ENUNCIADO A — Segundo a seleção, que sinfonia de Chostakovitch foi ouvida no velho S. Luís nos anos 70?
ENUNCIADO B — Com base na seleção, explica por que motivo Chostakovitch não terá ido parar à Sibéria.
ENUNCIADO C — Na seleção, atualiza a parte que abre com as palavras "A relação de" e fecha com "dúzia de linhas.", pondo "Stalin" no lugar de "Estaline".

“O Ruído do Tempo”, de Julian Barnes (2016)

Muito interessante, este romance de Barnes, que nos conta a história da relação difícil entre Chostakovitch e a ditadura soviética.

Começo por dizer que Chostakovitch é um dos meus compositores preferidos. Nos anos 70 do século passado, assistimos, no velho S. Luís, à 10ª Sinfonia e emocionei-me. Estávamos lá em cima, no chamado 2º Balcão e, no último andamento, quando as percussões entram em verdadeiro delírio, o músico da tarola, a rufar a toda a brida, deixa fugir uma baqueta, que voa por cima da orquestra, mas ele continua a bater furiosamente no instrumento até ao fim!

A relação de Chostakovitch com Estaline foi muito difícil e o compositor só não terá ido parar à Sibéria porque convinha, ao poder soviético, ter um músico oficial, que personificasse as ideias marxistas-leninistas em relação à arte, nomeadamente, à música. Ainda por cima, Stravinsky tinha sido um traidor e mudara-se de armas e bagagens para o inimigo, isto é, para os States.

Apesar de todas as pressões, Chostakovitch foi resistindo, acabando por ceder muitos anos depois, filiando-se no Partido Comunista na era de Krutchev, o Labrego (como era conhecido à boca pequena…).

O livro de Barnes é muito curioso porque vai contando esta história em pequenos parágrafos, por vezes com apenas meia dúzia de linhas.

E tem tiradas muito boas.

Como esta, sobre o facto de Chosta usar a ironia nas suas composições, como maneira de ludibriar a censura.

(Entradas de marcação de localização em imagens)
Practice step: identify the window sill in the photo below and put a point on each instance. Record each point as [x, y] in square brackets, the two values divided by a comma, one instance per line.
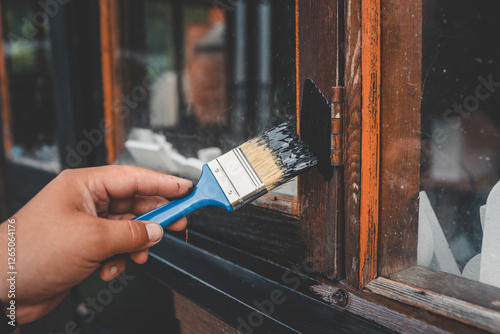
[459, 298]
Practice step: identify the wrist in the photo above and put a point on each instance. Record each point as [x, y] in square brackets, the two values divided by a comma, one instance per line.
[7, 287]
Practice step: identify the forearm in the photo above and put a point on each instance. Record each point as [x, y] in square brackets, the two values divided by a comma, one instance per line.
[8, 275]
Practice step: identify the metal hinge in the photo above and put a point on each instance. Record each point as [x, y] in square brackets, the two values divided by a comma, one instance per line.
[337, 145]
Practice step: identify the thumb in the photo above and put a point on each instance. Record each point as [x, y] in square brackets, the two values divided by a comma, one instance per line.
[128, 236]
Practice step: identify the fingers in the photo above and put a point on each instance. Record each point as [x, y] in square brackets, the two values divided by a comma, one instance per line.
[112, 268]
[126, 236]
[127, 181]
[136, 204]
[140, 257]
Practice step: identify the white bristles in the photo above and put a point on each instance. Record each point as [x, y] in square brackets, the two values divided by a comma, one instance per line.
[264, 161]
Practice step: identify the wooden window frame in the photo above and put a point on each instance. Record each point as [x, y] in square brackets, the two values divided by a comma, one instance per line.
[294, 226]
[378, 259]
[367, 263]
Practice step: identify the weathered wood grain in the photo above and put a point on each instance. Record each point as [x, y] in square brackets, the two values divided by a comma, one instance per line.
[441, 304]
[451, 285]
[5, 94]
[400, 135]
[370, 139]
[321, 200]
[352, 171]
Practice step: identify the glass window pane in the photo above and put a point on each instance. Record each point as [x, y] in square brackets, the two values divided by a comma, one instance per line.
[460, 133]
[199, 79]
[27, 51]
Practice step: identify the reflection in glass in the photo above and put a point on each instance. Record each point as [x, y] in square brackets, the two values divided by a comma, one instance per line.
[460, 129]
[27, 51]
[216, 78]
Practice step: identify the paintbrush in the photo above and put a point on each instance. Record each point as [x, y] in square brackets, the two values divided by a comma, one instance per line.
[243, 174]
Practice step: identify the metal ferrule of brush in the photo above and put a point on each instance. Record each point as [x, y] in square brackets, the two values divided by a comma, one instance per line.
[237, 178]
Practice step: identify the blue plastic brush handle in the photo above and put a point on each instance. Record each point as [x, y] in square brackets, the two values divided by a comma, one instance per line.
[206, 193]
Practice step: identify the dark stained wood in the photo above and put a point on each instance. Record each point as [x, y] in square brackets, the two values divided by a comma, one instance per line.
[5, 94]
[400, 135]
[352, 145]
[370, 139]
[387, 313]
[447, 306]
[451, 285]
[260, 231]
[233, 293]
[391, 316]
[321, 200]
[194, 319]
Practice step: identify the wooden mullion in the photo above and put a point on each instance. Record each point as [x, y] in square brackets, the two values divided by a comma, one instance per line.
[5, 93]
[400, 135]
[321, 201]
[109, 54]
[352, 142]
[370, 139]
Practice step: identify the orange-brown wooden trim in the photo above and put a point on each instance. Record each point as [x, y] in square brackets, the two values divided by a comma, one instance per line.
[370, 134]
[109, 52]
[5, 94]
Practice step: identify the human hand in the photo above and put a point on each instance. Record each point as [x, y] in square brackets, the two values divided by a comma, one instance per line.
[76, 224]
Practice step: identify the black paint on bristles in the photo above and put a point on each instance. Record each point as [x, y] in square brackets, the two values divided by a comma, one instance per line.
[278, 155]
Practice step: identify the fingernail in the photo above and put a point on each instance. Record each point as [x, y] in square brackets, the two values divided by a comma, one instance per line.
[112, 271]
[155, 232]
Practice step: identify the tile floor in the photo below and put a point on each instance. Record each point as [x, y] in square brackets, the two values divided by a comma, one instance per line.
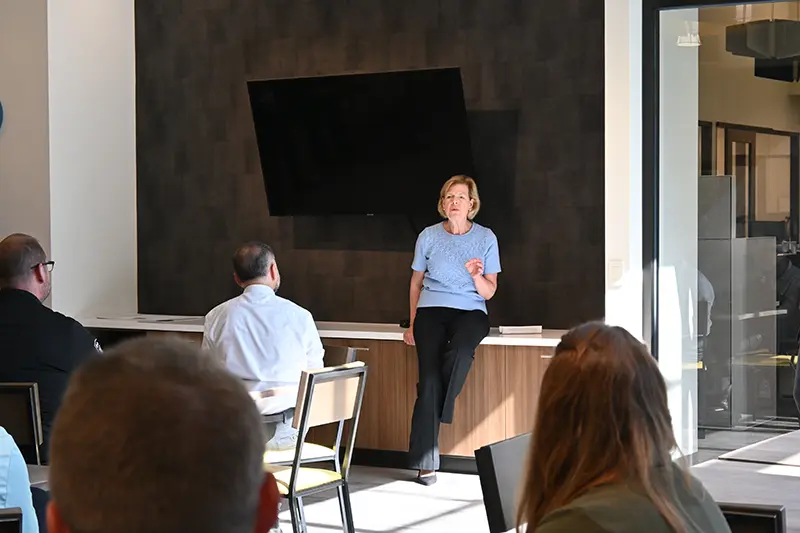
[386, 501]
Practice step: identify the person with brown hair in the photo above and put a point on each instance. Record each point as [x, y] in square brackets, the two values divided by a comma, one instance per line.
[157, 437]
[600, 459]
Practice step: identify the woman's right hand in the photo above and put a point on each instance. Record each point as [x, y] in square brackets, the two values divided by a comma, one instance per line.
[408, 335]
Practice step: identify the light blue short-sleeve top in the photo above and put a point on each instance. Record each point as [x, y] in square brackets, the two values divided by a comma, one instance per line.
[442, 255]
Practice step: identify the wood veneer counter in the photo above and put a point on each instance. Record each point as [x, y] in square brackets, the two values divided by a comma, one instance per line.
[327, 330]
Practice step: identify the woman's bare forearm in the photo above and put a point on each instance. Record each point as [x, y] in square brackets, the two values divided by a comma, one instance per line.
[413, 300]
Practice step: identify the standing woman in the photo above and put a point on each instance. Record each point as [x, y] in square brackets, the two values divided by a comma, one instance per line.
[455, 269]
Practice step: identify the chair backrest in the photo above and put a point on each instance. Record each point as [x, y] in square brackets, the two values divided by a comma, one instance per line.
[11, 520]
[340, 355]
[326, 396]
[752, 518]
[20, 413]
[330, 394]
[500, 469]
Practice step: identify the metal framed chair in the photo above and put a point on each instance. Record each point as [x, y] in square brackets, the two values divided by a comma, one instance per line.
[20, 415]
[312, 453]
[500, 474]
[326, 396]
[11, 520]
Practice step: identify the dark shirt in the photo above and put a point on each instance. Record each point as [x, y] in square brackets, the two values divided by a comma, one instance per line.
[41, 346]
[626, 509]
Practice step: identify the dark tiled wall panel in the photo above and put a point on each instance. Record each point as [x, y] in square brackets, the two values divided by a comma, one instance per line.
[533, 81]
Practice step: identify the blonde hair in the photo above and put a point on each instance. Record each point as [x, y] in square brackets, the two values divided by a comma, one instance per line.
[602, 419]
[473, 194]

RESPOSTA A — A 10ª Sinfonia.

RESPOSTA B — Convinha ao poder soviético ter um músico oficial que personificasse as ideias marxistas-leninistas em relação à arte, nomeadamente à música. Além disso, Stravinsky tinha-se mudado para os States e era visto como um traidor.

RESPOSTA C —
A relação de Chostakovitch com Stalin foi muito difícil e o compositor só não terá ido parar à Sibéria porque convinha, ao poder soviético, ter um músico oficial, que personificasse as ideias marxistas-leninistas em relação à arte, nomeadamente, à música. Ainda por cima, Stravinsky tinha sido um traidor e mudara-se de armas e bagagens para o inimigo, isto é, para os States.

Apesar de todas as pressões, Chostakovitch foi resistindo, acabando por ceder muitos anos depois, filiando-se no Partido Comunista na era de Krutchev, o Labrego (como era conhecido à boca pequena…).

O livro de Barnes é muito curioso porque vai contando esta história em pequenos parágrafos, por vezes com apenas meia dúzia de linhas.